* _Supplied entries_
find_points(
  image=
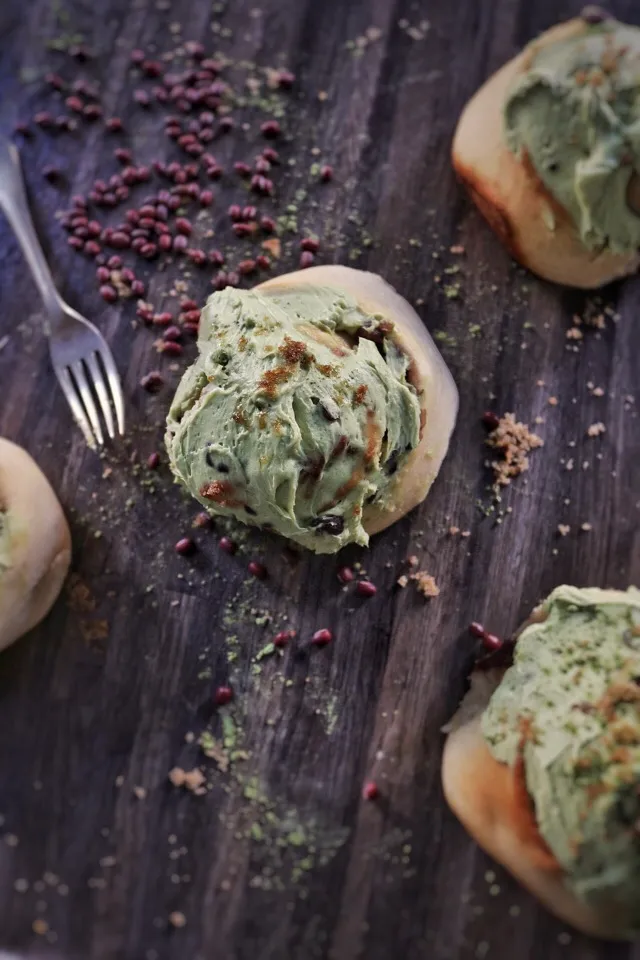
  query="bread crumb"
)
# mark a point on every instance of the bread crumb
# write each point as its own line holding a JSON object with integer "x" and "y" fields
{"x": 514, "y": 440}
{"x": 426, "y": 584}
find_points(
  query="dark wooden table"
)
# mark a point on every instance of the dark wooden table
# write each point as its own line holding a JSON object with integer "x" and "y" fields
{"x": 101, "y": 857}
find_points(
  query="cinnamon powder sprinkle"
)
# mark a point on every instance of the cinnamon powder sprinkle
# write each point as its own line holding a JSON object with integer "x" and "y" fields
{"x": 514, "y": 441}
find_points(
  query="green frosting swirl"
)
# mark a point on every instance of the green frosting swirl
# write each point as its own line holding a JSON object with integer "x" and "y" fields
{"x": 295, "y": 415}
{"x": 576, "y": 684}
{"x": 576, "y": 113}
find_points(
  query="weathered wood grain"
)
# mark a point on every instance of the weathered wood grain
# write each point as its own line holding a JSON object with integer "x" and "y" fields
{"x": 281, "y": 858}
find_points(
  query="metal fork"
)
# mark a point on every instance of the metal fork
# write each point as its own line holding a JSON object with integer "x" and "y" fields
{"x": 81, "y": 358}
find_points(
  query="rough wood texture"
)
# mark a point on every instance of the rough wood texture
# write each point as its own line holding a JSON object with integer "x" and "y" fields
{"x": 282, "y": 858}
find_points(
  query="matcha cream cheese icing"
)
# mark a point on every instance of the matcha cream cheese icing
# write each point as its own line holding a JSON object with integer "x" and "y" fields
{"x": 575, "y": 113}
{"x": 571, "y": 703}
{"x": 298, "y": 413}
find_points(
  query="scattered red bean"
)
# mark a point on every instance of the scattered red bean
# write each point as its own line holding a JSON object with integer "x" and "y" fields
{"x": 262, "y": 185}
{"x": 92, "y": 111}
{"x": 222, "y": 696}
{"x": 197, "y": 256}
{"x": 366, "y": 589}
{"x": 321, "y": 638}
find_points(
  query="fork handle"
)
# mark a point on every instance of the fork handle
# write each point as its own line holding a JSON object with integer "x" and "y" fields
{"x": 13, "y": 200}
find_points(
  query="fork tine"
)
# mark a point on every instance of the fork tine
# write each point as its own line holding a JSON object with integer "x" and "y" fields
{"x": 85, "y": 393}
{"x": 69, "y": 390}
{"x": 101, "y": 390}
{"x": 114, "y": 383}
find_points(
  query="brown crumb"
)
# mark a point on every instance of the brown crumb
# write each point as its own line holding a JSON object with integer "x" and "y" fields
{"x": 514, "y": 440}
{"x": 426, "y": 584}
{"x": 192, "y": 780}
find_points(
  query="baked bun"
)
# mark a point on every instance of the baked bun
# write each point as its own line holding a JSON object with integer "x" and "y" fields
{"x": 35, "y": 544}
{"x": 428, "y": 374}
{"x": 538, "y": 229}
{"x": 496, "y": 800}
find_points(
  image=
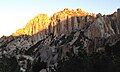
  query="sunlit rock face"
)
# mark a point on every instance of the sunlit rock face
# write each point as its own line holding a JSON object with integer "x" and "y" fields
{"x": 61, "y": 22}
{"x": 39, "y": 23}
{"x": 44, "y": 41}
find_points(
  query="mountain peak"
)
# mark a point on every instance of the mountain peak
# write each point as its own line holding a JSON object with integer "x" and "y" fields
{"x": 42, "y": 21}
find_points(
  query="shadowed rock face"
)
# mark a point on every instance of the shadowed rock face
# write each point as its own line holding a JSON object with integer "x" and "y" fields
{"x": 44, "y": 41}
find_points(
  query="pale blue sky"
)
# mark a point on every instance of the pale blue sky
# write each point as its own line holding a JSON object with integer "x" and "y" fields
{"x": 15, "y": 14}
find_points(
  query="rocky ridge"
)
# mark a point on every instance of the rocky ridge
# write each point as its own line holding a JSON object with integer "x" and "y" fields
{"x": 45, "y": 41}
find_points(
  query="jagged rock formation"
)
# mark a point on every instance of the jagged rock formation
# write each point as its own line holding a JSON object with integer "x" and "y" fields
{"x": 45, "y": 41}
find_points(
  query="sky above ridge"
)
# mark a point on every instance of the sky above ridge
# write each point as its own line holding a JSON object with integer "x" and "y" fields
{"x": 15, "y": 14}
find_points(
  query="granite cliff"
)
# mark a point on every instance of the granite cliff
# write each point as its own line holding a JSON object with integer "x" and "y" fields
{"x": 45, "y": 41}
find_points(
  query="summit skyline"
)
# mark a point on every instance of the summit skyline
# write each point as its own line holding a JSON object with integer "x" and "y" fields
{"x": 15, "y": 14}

* _What the exercise asks_
Each record should be quoted exactly, with the images omitted.

* _Written answer_
find_points(
  image=
  query="bread crumb"
)
# mark a point on every instance of the bread crumb
# write each point as its own line holding a JSON object with integer "x" and "y" fields
{"x": 514, "y": 440}
{"x": 426, "y": 584}
find_points(
  query="dark wooden table"
)
# mark a point on every instance of the dark wooden table
# write each point as its own line holding a JSON object with integer "x" and "y" fields
{"x": 101, "y": 857}
find_points(
  query="cinnamon powder sprinkle"
)
# mark a point on every instance of the cinnamon powder sprinkle
# write each point as its own line holding a JSON object with integer "x" and "y" fields
{"x": 514, "y": 441}
find_points(
  query="green frosting swirl"
)
# mark a point on every instance of the green frosting swirl
# write each point as its own line holding a JSON object with integer "x" and "y" fields
{"x": 295, "y": 415}
{"x": 576, "y": 684}
{"x": 576, "y": 113}
find_points(
  query="weathered wood grain"
)
# mark a point on every instance of the weathered wood grain
# write each point as its own line holding a JSON object with integer "x" and "y" fields
{"x": 281, "y": 858}
find_points(
  query="metal fork"
)
# mark a point on every instance of the metal fork
# write each point as its own line holding a JSON object with integer "x" and "y" fields
{"x": 81, "y": 358}
find_points(
  query="rough wood texture"
)
# mark a point on every instance of the rough wood texture
# write each point as its own line holding a JSON object with integer "x" and "y" fields
{"x": 282, "y": 858}
find_points(
  query="matcha cream cheese icing"
)
# mark a point on every instance of the matcha cream cheese icing
# write each point as its own line holding a JSON object with integer "x" and "y" fields
{"x": 575, "y": 113}
{"x": 571, "y": 703}
{"x": 298, "y": 413}
find_points(
  query="scattered red bean"
)
# mark a point on every instance of the scattered red bean
# write each point as its own line holding a JSON object with integer "x" and "y" fields
{"x": 262, "y": 185}
{"x": 92, "y": 111}
{"x": 222, "y": 696}
{"x": 197, "y": 256}
{"x": 366, "y": 589}
{"x": 321, "y": 638}
find_points(
  query="fork handle"
)
# mark a point on every instance of the fork handle
# write each point as its own line holding a JSON object with integer "x" and "y" fields
{"x": 13, "y": 200}
find_points(
  query="fork tine"
)
# mark a point on every instance of the fork tine
# write each point as its own line holding a JSON object with integer "x" and "y" fields
{"x": 85, "y": 393}
{"x": 69, "y": 390}
{"x": 101, "y": 390}
{"x": 114, "y": 383}
find_points(
  query="brown crumb"
)
# mark a point on every instance of the brown crumb
# write each point as its own line holding a JSON object with integer "x" and "y" fields
{"x": 514, "y": 440}
{"x": 426, "y": 584}
{"x": 192, "y": 780}
find_points(
  query="baked bun"
)
# mark a point on every instance of the baked bun
# write each point as its own line holding a JSON object with integer "x" and "y" fields
{"x": 35, "y": 544}
{"x": 428, "y": 374}
{"x": 538, "y": 229}
{"x": 496, "y": 800}
find_points(
  image=
  query="sunlit rock face"
)
# mark a point on every instance of the sunlit rock face
# write each point as its own line holding a JSON object with integer "x" and "y" fields
{"x": 61, "y": 22}
{"x": 39, "y": 23}
{"x": 44, "y": 41}
find_points(
  query="mountain peak"
)
# mark a point on every instance of the mountain peak
# write each point as its own line holding a JSON object with integer "x" and "y" fields
{"x": 42, "y": 21}
find_points(
  query="shadowed rock face"
)
# mark a point on every instance of the shadowed rock face
# write each point as its own line holding a JSON object with integer "x" and "y" fields
{"x": 44, "y": 41}
find_points(
  query="pale blue sky"
)
# mark a point on every instance of the pale blue sky
# write each point as its own line holding a JSON object with integer "x" and "y" fields
{"x": 15, "y": 14}
find_points(
  query="rocky ridge"
)
# mark a point on every instance of the rocky ridge
# write each point as its own line holding a JSON object with integer "x" and "y" fields
{"x": 45, "y": 41}
find_points(
  query="jagged rock formation"
)
# mark a point on every instance of the jagged rock formation
# write each point as its own line holding a JSON object with integer "x" and "y" fields
{"x": 45, "y": 41}
find_points(
  query="sky above ridge"
)
# mark a point on every instance of the sky above ridge
# write each point as its own line holding a JSON object with integer "x" and "y" fields
{"x": 15, "y": 14}
find_points(
  query="granite cliff"
)
# mark a point on every instance of the granite cliff
# write each point as its own line holding a JSON object with integer "x" and "y" fields
{"x": 45, "y": 41}
find_points(
  query="summit skyline"
)
# mark a point on every instance of the summit skyline
# write each point as its own line holding a JSON object with integer "x" and "y" fields
{"x": 15, "y": 14}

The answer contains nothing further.